> _WRITTEN INSTRUCTION_: Put the entries below into a two-column CSV with the headers "prompt" and "answer", one row per entry. Quote each field, turn line breaks into spaces, and leave out the pictures.

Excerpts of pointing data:
◇ ◇ ◇ ◇ ◇ ◇ ◇

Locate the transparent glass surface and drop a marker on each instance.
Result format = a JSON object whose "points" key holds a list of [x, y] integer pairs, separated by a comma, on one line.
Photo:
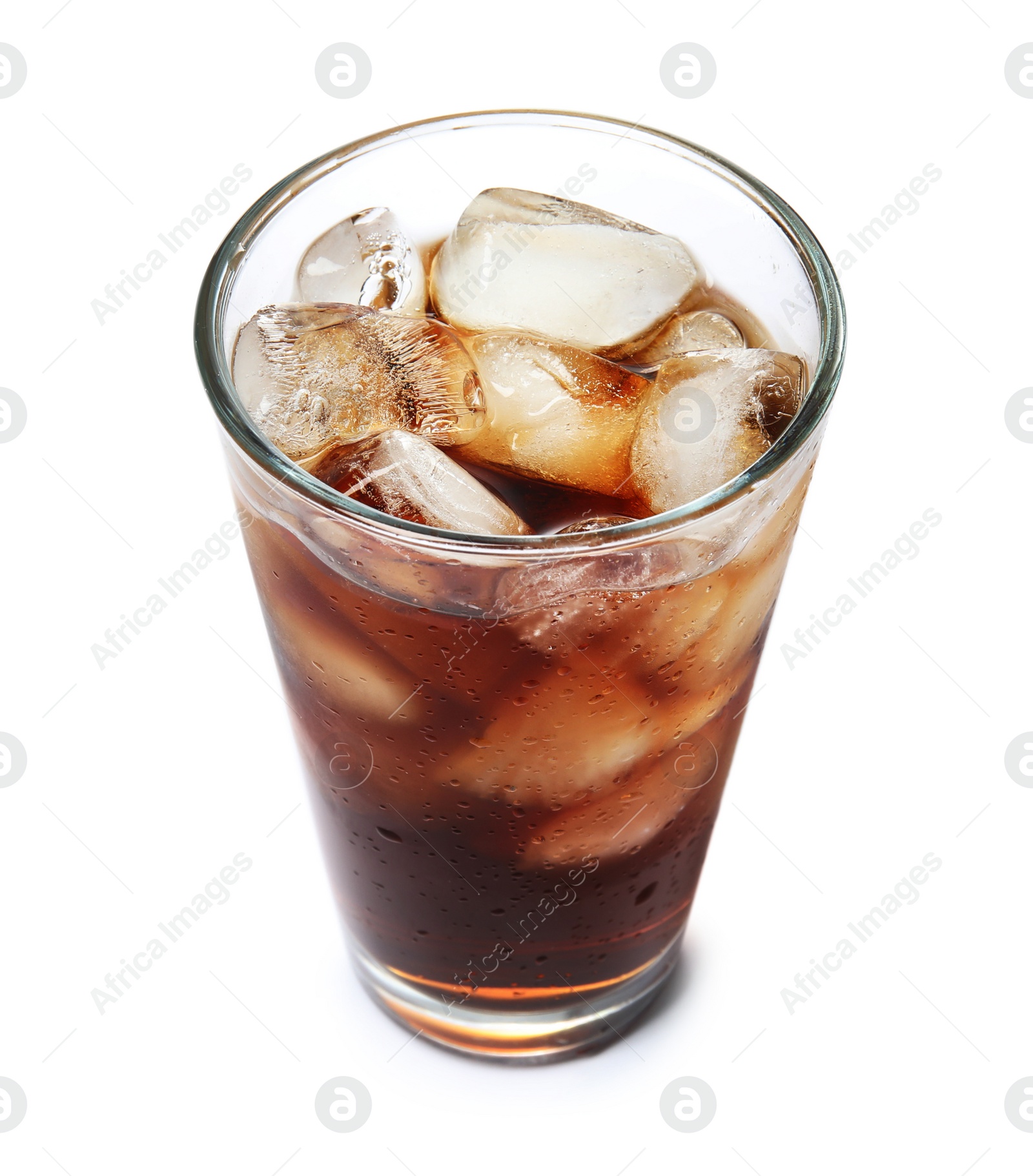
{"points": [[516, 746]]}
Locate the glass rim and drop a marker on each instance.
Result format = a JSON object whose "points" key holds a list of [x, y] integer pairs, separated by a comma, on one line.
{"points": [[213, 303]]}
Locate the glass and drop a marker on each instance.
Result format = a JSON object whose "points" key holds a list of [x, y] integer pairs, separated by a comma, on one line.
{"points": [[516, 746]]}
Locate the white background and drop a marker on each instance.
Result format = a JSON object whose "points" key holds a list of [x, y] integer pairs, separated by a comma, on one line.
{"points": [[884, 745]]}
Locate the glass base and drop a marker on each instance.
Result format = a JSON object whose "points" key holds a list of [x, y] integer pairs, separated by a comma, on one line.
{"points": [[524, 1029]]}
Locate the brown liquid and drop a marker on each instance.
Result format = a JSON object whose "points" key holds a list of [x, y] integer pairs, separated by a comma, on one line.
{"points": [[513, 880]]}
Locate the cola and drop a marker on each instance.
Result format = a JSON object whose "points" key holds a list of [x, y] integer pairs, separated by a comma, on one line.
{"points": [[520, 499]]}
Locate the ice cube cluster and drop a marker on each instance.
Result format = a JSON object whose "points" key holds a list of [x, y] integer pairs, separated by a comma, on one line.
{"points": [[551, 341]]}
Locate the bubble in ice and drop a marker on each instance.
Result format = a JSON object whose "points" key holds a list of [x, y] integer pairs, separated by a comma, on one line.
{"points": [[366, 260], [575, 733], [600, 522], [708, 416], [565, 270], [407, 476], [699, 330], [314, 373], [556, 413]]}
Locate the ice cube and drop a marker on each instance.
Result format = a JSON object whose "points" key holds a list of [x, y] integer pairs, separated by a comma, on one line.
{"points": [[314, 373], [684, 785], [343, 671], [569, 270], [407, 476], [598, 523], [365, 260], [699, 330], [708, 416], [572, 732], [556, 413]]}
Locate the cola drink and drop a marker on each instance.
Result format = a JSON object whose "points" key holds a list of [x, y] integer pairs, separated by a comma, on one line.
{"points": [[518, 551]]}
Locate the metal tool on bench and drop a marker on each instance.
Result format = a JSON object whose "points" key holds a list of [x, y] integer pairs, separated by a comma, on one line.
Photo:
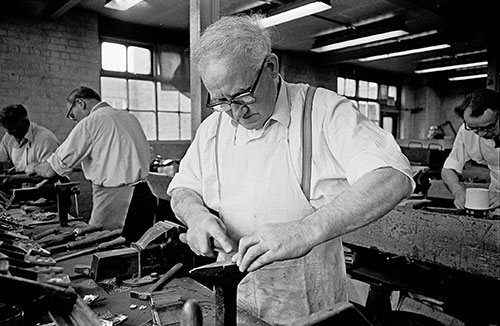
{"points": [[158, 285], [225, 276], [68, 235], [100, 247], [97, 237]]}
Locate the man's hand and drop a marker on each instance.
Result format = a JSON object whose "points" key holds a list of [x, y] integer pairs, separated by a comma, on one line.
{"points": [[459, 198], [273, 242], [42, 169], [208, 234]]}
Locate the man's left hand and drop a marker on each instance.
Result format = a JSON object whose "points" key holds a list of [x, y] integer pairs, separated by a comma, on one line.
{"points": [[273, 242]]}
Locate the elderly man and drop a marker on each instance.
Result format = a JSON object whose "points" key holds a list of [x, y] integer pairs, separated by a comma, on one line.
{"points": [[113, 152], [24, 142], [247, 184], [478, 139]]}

◇ ◇ ◇ ◇ ◇ ◇ ◇

> _FINISHED ANSWER_:
prompt,answer
"Locate the transparent glass surface and drop a marker on each instance. Result format = a JSON object whose ""points"" key holds a list of [x, y] integer pairs, separated by a comma, on one line. Photo:","{""points"": [[516, 746]]}"
"Locate the glass rim and drop a marker on each instance. Result format = a JSON object whose ""points"" key holds a list of [x, y] integer pairs, separated by a comma, on one line.","{""points"": [[213, 303]]}"
"Locate the glass and drop a marker on each instance. Result format = a JSON object whose ""points"" key holds a list of [x, y] integer pairs, separated by a comma, on one line.","{""points"": [[516, 746]]}"
"Locate the white background and drop a marker on each instance. Result format = a JSON object whose ""points"" key holds a list of [x, y] integer pairs, separated by a comma, on one line.","{""points"": [[884, 745]]}"
"Locate the glass base and drop a marker on each instance. Result format = a JSON object whose ""points"" key holds a list of [x, y] integer pairs, separated by a comma, on one line.","{""points"": [[524, 1029]]}"
"Locate the brown liquid and drop a marker on each instance. Result format = a JSON object whose ""points"" key holds a list of [x, y] integer pairs, separated by a comma, on one line.","{""points"": [[513, 880]]}"
"Locate the cola and drop a marker on each instance. Result format = a JSON object whose ""points"" key holds a list of [x, y] integer pairs, separated by a comma, on one line.","{""points"": [[520, 499]]}"
"Locate the ice cube cluster and drop a marker on each instance. Result format = a JSON object whose ""points"" key holds a list of [x, y] integer pairs, separated by a comma, on one line.","{""points"": [[551, 341]]}"
"Locate the bubble in ice and drop a marker on each instance. Result format = a JSON object whose ""points"" key holds a list of [x, y] integer pairs, separated by a comma, on one line.","{""points"": [[366, 260], [575, 733], [600, 522], [708, 416], [565, 270], [407, 476], [699, 330], [314, 373], [556, 413]]}"
"Locate the ice cube and drop a marker on each instance. Result format = a JSON object whose ""points"" key holds a list of [x, y] integer pairs, separated by a comma, on one line.","{""points"": [[314, 373], [684, 785], [343, 671], [569, 270], [407, 476], [598, 523], [365, 260], [699, 330], [708, 416], [572, 732], [556, 413]]}"
"Locate the cola drink and drop a marker on each instance. Result format = a JSON object whose ""points"" key holds a list of [x, y] integer pairs, separated by a comma, on one line.","{""points"": [[518, 551]]}"
"Locate the metal tool on bench and drop a marker on each instance. Result format = a JSON object whose ""points"" key holds a list of [x, y] integer pairs, separated by a comma, on one line. Photo:","{""points"": [[158, 285], [225, 276], [68, 235], [100, 247], [97, 237]]}"
"Locate the man's hand and drop a marker on each instance. Result format = a JSON object whose ""points"" key holds a list of [x, y] integer pairs, separated by a comma, on one line.","{""points"": [[459, 198], [273, 242], [42, 169], [208, 234]]}"
"Locate the man's left hand and drop a marker on each instance. Result format = a JSON object whose ""points"" key holds a list of [x, y] integer pairs, separated by a comma, on one line.","{""points"": [[273, 242]]}"
"Locate the elderly man and drop a marker on each instance. Result format = a JSON object whose ""points"" key holds a list of [x, y] integer pairs, separated by a comma, on one line.","{""points"": [[113, 152], [24, 142], [247, 184], [478, 139]]}"